_Task to carry out_
Within the data that follows, set down exactly the lines from the one containing "For every <instance>" through the one containing "box: [120, 192, 269, 240]", both ends included.

_Stored items_
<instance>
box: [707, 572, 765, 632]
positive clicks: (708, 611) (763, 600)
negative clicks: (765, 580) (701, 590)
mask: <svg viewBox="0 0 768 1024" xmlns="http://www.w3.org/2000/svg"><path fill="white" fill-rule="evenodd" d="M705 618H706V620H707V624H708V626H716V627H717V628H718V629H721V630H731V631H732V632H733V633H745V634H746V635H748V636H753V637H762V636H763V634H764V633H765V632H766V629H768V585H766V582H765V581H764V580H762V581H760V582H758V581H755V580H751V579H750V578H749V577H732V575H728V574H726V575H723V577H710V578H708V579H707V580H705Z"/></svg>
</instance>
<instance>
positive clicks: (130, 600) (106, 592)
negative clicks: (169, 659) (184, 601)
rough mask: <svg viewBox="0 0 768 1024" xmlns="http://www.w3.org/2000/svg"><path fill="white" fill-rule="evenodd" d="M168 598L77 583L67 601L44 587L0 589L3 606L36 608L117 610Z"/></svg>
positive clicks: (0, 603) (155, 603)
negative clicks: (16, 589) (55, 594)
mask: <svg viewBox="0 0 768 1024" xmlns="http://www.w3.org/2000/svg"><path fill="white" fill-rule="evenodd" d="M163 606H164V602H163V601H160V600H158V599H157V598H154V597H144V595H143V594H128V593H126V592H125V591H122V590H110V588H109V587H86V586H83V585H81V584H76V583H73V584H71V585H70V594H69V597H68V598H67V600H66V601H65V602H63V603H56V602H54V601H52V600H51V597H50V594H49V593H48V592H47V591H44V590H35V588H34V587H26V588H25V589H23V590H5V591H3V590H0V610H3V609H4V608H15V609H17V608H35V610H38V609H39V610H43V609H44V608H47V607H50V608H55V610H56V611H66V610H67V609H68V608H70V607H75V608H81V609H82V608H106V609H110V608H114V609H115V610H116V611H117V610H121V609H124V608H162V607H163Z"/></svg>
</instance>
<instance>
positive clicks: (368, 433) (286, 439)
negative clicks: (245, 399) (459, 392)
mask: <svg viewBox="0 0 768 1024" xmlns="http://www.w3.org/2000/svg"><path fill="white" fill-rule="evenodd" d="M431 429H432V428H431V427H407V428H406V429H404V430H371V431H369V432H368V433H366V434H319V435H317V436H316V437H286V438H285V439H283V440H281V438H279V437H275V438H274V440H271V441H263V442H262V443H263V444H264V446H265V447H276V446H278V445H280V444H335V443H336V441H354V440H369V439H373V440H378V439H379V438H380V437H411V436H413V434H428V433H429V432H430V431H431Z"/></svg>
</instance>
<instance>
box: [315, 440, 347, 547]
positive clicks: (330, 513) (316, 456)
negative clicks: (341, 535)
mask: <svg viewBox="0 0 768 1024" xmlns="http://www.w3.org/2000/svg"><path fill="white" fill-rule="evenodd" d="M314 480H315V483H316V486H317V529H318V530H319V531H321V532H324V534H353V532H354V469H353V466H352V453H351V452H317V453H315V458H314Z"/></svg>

==

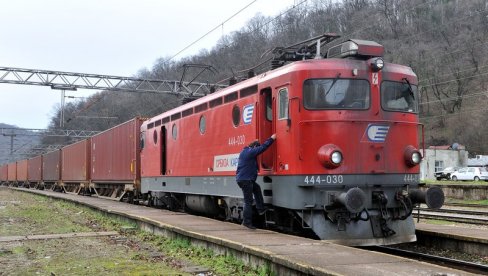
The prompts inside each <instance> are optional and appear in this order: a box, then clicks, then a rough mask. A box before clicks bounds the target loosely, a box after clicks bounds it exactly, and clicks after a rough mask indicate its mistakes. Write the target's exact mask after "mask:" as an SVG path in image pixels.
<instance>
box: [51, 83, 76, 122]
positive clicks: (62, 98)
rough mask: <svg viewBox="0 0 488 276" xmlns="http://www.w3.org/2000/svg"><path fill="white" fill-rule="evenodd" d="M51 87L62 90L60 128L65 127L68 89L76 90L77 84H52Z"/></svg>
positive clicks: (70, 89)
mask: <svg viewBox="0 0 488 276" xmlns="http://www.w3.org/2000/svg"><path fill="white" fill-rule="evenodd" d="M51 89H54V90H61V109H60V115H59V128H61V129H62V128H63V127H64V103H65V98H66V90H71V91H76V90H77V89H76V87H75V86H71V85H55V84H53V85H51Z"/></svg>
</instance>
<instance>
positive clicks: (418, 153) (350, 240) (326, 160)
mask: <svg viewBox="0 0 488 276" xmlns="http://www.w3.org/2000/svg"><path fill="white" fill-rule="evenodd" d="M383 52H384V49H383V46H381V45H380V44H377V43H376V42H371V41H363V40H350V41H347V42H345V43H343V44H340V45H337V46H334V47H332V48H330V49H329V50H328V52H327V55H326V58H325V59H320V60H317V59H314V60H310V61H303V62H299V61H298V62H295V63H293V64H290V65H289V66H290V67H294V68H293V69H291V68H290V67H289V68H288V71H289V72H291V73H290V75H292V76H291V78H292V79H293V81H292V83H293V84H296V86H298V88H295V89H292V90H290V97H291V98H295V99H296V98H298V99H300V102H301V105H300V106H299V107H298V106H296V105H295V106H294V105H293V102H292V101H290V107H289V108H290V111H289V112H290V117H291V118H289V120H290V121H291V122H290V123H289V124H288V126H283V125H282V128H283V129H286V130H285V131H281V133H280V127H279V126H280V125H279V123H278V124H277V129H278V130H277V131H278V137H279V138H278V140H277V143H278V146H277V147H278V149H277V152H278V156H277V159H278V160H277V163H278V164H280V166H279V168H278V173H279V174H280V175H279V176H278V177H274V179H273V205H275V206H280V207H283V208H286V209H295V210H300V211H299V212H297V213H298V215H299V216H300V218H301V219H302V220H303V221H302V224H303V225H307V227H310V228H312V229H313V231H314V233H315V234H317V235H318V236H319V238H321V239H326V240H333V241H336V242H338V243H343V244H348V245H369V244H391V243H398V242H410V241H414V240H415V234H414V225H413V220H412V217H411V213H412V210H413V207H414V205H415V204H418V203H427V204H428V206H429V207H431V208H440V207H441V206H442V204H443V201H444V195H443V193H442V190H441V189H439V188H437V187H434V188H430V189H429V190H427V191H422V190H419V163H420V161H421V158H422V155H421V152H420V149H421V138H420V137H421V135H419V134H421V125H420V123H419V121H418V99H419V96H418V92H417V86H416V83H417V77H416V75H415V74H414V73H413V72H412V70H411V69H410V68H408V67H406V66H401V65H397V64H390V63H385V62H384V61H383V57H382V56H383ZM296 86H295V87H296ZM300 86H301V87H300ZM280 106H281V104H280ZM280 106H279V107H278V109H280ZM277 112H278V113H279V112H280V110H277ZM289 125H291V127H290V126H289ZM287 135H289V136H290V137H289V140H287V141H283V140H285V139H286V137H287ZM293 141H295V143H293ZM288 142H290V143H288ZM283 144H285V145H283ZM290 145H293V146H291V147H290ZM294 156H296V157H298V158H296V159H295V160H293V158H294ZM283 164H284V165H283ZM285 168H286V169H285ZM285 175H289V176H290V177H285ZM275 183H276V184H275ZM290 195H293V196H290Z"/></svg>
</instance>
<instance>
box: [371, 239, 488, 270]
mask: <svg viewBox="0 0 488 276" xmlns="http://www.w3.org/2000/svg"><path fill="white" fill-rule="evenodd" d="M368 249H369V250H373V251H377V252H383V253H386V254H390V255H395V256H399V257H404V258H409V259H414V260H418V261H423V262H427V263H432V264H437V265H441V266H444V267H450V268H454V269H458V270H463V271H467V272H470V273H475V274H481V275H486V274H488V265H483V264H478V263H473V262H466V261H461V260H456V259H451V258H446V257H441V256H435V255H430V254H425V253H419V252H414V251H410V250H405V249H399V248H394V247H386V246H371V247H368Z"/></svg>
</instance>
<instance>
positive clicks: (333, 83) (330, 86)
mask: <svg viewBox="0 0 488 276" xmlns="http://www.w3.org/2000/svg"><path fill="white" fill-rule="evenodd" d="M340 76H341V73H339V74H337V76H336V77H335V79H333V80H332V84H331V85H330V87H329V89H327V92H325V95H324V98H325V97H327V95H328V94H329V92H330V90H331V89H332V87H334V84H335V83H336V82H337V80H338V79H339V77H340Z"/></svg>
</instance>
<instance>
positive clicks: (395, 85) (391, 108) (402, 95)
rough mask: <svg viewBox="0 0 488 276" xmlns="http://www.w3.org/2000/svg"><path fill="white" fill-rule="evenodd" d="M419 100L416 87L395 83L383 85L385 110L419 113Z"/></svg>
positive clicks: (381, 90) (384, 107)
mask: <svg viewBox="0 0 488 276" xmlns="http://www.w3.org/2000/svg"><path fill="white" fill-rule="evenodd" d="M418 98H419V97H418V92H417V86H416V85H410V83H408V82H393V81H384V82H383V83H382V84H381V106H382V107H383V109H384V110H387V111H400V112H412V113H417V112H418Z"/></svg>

---

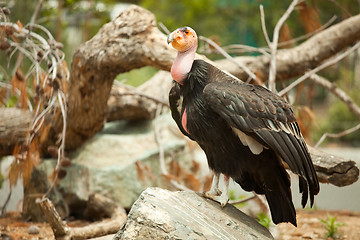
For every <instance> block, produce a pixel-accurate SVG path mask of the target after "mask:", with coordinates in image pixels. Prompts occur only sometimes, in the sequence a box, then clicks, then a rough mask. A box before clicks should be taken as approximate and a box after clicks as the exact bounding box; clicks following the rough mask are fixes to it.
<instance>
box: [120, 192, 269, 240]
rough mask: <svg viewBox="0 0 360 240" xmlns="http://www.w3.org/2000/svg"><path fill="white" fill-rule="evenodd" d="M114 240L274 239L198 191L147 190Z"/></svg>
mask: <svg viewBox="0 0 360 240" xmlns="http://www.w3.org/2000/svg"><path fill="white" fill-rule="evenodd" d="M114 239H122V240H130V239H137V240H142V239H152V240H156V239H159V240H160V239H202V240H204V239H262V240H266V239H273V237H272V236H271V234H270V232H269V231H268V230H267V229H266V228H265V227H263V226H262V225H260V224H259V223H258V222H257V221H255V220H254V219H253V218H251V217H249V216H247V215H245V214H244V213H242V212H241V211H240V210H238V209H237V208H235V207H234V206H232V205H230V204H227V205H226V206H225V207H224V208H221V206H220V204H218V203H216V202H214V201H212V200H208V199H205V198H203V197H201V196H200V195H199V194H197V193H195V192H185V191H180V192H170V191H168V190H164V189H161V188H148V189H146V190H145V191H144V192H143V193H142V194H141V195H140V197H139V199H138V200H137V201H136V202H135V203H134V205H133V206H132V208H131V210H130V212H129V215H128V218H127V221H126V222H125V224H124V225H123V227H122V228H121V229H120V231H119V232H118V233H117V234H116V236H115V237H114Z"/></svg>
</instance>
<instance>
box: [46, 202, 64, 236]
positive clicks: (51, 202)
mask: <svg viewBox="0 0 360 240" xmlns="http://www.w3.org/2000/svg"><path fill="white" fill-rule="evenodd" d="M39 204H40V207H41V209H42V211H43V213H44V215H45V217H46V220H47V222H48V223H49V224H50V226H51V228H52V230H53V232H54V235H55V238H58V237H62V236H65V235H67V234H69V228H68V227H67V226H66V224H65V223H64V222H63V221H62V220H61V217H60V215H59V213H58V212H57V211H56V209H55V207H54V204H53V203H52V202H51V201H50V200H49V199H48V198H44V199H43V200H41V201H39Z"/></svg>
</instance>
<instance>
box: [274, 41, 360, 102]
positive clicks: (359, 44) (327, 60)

_Exercise solution_
For every <instance> block, produce a pixel-accurate SVG path mask of the target after "mask:", with coordinates in image pixels. Prompts occur only sometimes, in the sequence a box, then clicks, then a rough mask. A box before clicks should be taken as approximate and a box after clicks as the exact bounding box; clicks following the rough mask are fixes to it.
<instance>
box: [120, 192, 269, 240]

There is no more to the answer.